┌─ Listing

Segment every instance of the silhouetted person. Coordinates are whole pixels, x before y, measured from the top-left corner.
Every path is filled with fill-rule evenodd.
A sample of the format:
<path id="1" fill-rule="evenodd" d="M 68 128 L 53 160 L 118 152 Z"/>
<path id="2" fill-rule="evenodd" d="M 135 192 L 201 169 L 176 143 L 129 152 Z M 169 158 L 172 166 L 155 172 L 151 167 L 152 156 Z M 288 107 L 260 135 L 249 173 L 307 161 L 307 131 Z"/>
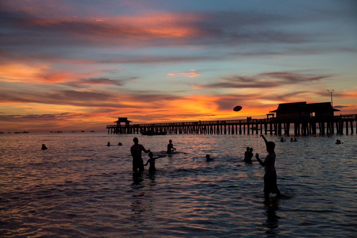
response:
<path id="1" fill-rule="evenodd" d="M 142 145 L 139 144 L 139 140 L 136 137 L 134 137 L 133 141 L 134 145 L 130 148 L 130 152 L 133 157 L 133 171 L 136 172 L 139 169 L 139 172 L 142 172 L 144 171 L 144 162 L 141 158 L 141 151 L 148 153 L 150 152 L 150 150 L 146 150 Z"/>
<path id="2" fill-rule="evenodd" d="M 213 159 L 211 158 L 211 157 L 210 156 L 210 155 L 208 154 L 206 155 L 206 161 L 214 161 L 213 160 Z"/>
<path id="3" fill-rule="evenodd" d="M 248 155 L 248 153 L 249 152 L 249 147 L 247 147 L 246 149 L 246 151 L 244 152 L 244 161 L 246 161 L 247 160 L 247 156 Z"/>
<path id="4" fill-rule="evenodd" d="M 172 145 L 172 141 L 170 140 L 169 141 L 169 144 L 167 144 L 167 151 L 166 151 L 169 153 L 172 152 L 174 150 L 176 150 L 174 148 L 174 145 Z"/>
<path id="5" fill-rule="evenodd" d="M 149 172 L 154 172 L 156 171 L 156 168 L 155 167 L 155 160 L 156 159 L 158 159 L 159 158 L 162 158 L 162 157 L 165 157 L 166 156 L 166 155 L 161 155 L 160 156 L 158 156 L 157 157 L 155 157 L 155 158 L 153 158 L 152 156 L 152 152 L 149 152 L 148 154 L 149 157 L 150 158 L 147 160 L 147 162 L 146 162 L 146 163 L 145 164 L 144 164 L 144 166 L 146 166 L 147 165 L 147 164 L 150 163 L 150 166 L 149 167 Z"/>
<path id="6" fill-rule="evenodd" d="M 252 163 L 252 158 L 253 158 L 253 148 L 250 148 L 249 151 L 247 153 L 247 159 L 246 162 L 248 163 Z"/>
<path id="7" fill-rule="evenodd" d="M 255 154 L 257 160 L 261 166 L 264 167 L 265 174 L 264 174 L 264 197 L 266 200 L 269 199 L 269 194 L 271 192 L 272 193 L 276 193 L 278 197 L 281 194 L 276 184 L 276 171 L 275 170 L 275 152 L 274 151 L 275 148 L 275 144 L 272 141 L 268 141 L 264 135 L 260 135 L 265 142 L 267 147 L 268 155 L 265 157 L 264 162 L 259 158 L 259 155 Z"/>

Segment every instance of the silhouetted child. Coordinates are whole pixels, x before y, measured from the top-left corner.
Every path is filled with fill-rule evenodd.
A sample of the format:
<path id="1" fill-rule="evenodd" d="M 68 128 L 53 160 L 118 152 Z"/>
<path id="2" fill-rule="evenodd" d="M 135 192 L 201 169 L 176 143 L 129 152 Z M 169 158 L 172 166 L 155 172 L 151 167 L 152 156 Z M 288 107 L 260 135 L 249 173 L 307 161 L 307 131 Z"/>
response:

└─

- _Exercise prompt_: Copy the data character for character, but drop all pictures from the copy.

- _Exercise output_:
Segment every instance of the silhouetted person. Coordinates are whole pixels, x before y, measured from the top-left corner.
Every path is filled with fill-rule evenodd.
A sample of the format:
<path id="1" fill-rule="evenodd" d="M 68 128 L 53 160 L 118 152 Z"/>
<path id="2" fill-rule="evenodd" d="M 135 192 L 201 169 L 176 143 L 129 152 Z M 169 158 L 172 166 L 155 172 L 151 167 L 152 156 Z M 288 107 L 260 135 L 249 173 L 307 161 L 307 131 Z"/>
response:
<path id="1" fill-rule="evenodd" d="M 142 145 L 139 144 L 139 140 L 136 137 L 134 137 L 133 141 L 134 145 L 130 148 L 130 152 L 133 157 L 133 171 L 136 172 L 139 169 L 139 172 L 142 172 L 144 171 L 144 162 L 141 158 L 141 151 L 148 153 L 150 152 L 150 150 L 146 150 Z"/>
<path id="2" fill-rule="evenodd" d="M 213 159 L 211 158 L 211 157 L 210 156 L 210 155 L 208 154 L 206 155 L 206 161 L 214 161 L 213 160 Z"/>
<path id="3" fill-rule="evenodd" d="M 248 155 L 248 153 L 249 152 L 249 147 L 247 147 L 246 149 L 246 151 L 244 152 L 244 161 L 246 161 L 247 160 L 247 156 Z"/>
<path id="4" fill-rule="evenodd" d="M 172 145 L 172 141 L 170 140 L 169 141 L 169 144 L 167 144 L 167 151 L 166 151 L 169 153 L 172 152 L 174 150 L 176 150 L 174 148 L 174 145 Z"/>
<path id="5" fill-rule="evenodd" d="M 149 172 L 154 172 L 156 171 L 156 168 L 155 167 L 155 160 L 156 159 L 158 159 L 159 158 L 162 158 L 162 157 L 165 157 L 166 156 L 166 155 L 161 155 L 160 156 L 158 156 L 157 157 L 155 157 L 155 158 L 153 158 L 152 156 L 152 152 L 149 152 L 148 154 L 149 157 L 150 158 L 147 160 L 147 162 L 146 162 L 146 163 L 145 164 L 144 164 L 144 166 L 146 166 L 147 165 L 147 164 L 150 163 L 150 166 L 149 167 Z"/>
<path id="6" fill-rule="evenodd" d="M 252 163 L 252 158 L 253 158 L 253 148 L 250 148 L 249 151 L 247 153 L 247 159 L 246 162 L 248 163 Z"/>
<path id="7" fill-rule="evenodd" d="M 255 154 L 257 160 L 261 166 L 264 167 L 265 174 L 264 174 L 264 197 L 266 200 L 269 199 L 269 194 L 271 192 L 272 193 L 276 193 L 278 197 L 281 194 L 276 184 L 276 171 L 275 170 L 275 152 L 274 151 L 275 148 L 275 144 L 272 141 L 268 141 L 264 135 L 260 135 L 265 142 L 267 147 L 268 155 L 265 157 L 264 162 L 259 158 L 259 155 Z"/>

Segment every instance of the silhouetted child. Coordinates are whole pixels, x before y, measured from the top-left corner.
Every path is filled with fill-rule evenodd.
A sample of the format:
<path id="1" fill-rule="evenodd" d="M 68 128 L 53 160 L 118 152 Z"/>
<path id="2" fill-rule="evenodd" d="M 135 192 L 201 169 L 176 143 L 129 152 Z M 169 158 L 172 166 L 155 172 L 151 167 L 152 156 Z M 288 107 L 260 135 L 249 173 L 307 161 L 307 131 Z"/>
response:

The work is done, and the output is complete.